**Page extract:**

'''

The Surprising Things Goji Berries Do For Your Body

Goji berries may have had a starring role in traditional Chinese medicine for centuries, but the West has only woken up to the health benefits of the goji berry — or the wolfberry. The fruit of the Lycium barbarum can be found across Asia, but the BBC said that the best goji berries can be found in North-West China, where it is traditionally grown and harvested before it is dried and then sent off to different parts of China and the world.

Bon Appetit noted that goji berries are rich in vitamins A and C, as well as iron and the eight amino acids our body does not produce naturally and which we need to obtain from our food. The website also explained that the berry is rich in phytochemicals, or organic compounds which can be found in plant-based foods and which arm our bodies against cancer. Ecowatch stated that a fourth of a cup of goji berries contains 70 calories, 12 grams of sugar, 9 grams of protein, 6 grams of fiber, and 150 percent of RDI for Vitamin A, as well as 75 percent of RDI for selenium, 63 percent of RDI for vitamin B2, and 42 percent of RDI for iron.

Goji berries can be used in many ways

Down to Earth stated that goji berries can be eaten raw (a fourth of a cup is plenty!); these berries can also be juiced or made into a fruit tea. Just add the berries into a glass of hot water for five to ten minutes, drink the tea, and eat the rehydrated fruit. You can also add the rehydrated fruit into a smoothie. Goji berries can be added to your morning cereal, as well as into muffins and scones.

In Asia, goji berries can turn up in the most unexpected places. As a medicinal fruit, traditional Chinese medicine (TCM) doctors add goji berries to their herbal mixes. TCM doctor Zhang Ruifen told the BBC, "Chinese mothers may say that you need to eat [goji berries] as it is good for the eyes, as it contains carotene." She added, "I would prescribe it to help boost the kidney and liver system, of which TCM believes that the eyes are a part." Goji berries can also be added to chicken soup, where it often mixes with red date and ginger.

But even this superfood isn't a cure-all. Zhang explained that people who have fevers, sore throats, or diarrhea should stop ingesting goji berries until they recover. However, Zhang noted, "But when you are fine, generally goji berry is suitable for everybody."

'''

**Listed records:**
'''

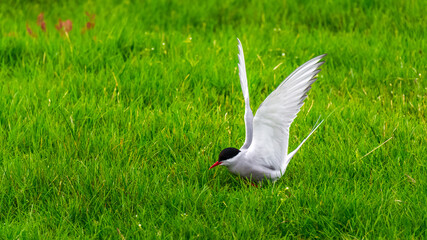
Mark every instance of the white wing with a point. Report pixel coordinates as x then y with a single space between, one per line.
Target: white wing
275 115
248 112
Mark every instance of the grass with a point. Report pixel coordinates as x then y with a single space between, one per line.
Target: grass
109 134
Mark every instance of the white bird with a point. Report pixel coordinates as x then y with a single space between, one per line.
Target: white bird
265 151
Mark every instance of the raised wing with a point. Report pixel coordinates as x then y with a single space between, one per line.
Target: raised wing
275 115
244 84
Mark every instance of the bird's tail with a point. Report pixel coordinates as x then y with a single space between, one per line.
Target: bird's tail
290 155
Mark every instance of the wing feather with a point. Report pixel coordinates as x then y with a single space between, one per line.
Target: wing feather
275 115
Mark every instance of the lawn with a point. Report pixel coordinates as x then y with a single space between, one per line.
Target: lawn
107 130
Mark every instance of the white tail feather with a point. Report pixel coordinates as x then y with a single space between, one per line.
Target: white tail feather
290 155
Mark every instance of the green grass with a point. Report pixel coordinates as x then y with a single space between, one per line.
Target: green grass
109 134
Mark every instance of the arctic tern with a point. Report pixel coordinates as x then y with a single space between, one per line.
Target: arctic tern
265 151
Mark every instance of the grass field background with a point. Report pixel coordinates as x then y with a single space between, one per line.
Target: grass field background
110 133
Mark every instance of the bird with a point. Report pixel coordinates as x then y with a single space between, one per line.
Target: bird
264 154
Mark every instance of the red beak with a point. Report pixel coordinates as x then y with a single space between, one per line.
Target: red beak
215 164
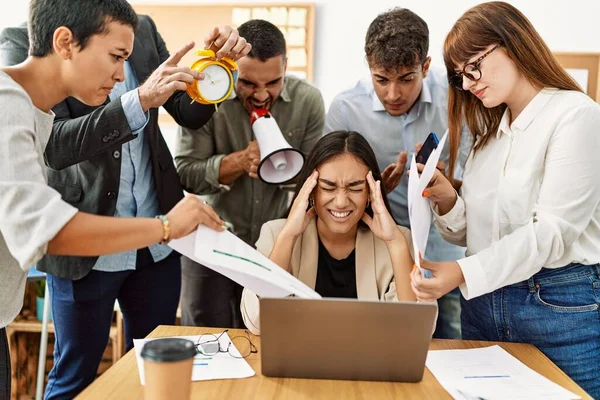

'''

**Things to do:**
A. In the goji berries article, where does the BBC say the best goji berries can be found?
B. Reproduce the goji berries article word for word from "Bon Appetit noted" up to and including "RDI for iron.".

**Results of the exercise:**
A. In North-West China.

B.
Bon Appetit noted that goji berries are rich in vitamins A and C, as well as iron and the eight amino acids our body does not produce naturally and which we need to obtain from our food. The website also explained that the berry is rich in phytochemicals, or organic compounds which can be found in plant-based foods and which arm our bodies against cancer. Ecowatch stated that a fourth of a cup of goji berries contains 70 calories, 12 grams of sugar, 9 grams of protein, 6 grams of fiber, and 150 percent of RDI for Vitamin A, as well as 75 percent of RDI for selenium, 63 percent of RDI for vitamin B2, and 42 percent of RDI for iron.